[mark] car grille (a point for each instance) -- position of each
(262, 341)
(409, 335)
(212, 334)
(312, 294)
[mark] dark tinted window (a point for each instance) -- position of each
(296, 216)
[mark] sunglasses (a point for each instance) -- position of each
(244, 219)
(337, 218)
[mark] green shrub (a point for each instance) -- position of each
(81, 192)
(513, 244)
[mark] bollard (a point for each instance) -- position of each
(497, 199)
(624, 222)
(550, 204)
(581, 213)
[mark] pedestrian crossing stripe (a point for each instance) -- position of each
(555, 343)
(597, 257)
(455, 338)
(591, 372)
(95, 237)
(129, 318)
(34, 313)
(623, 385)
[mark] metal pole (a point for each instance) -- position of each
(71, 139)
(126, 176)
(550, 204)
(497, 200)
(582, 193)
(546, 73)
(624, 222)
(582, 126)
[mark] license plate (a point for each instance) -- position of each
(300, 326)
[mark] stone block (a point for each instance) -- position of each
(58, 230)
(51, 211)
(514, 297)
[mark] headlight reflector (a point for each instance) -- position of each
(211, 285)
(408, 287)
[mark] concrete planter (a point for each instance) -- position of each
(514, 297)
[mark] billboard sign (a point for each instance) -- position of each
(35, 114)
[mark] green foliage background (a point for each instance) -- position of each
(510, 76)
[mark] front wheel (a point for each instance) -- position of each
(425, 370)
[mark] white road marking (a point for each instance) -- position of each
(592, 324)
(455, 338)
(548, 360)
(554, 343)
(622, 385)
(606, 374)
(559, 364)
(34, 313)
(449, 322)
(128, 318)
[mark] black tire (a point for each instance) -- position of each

### Exercise requirements
Rewrite the rows from the line containing "[mark] concrete planter" through the end of the rows, changing "white road marking" to "painted road line" and leaving everything else as it is.

### Task answer
[mark] concrete planter (a point for each instance) -- position of each
(514, 297)
[mark] billboard sign (a point for each instance) -- position of each
(35, 114)
[mark] green foliage background (a point for each instance) -- position of each
(510, 76)
[mark] front wheel (a point for each instance) -- position of each
(425, 370)
[mark] painted road line (a point for each instance) -- position of each
(592, 324)
(455, 338)
(548, 360)
(554, 343)
(622, 385)
(606, 374)
(559, 364)
(34, 313)
(449, 322)
(128, 318)
[mark] black tire (a point for each instance) -- position of each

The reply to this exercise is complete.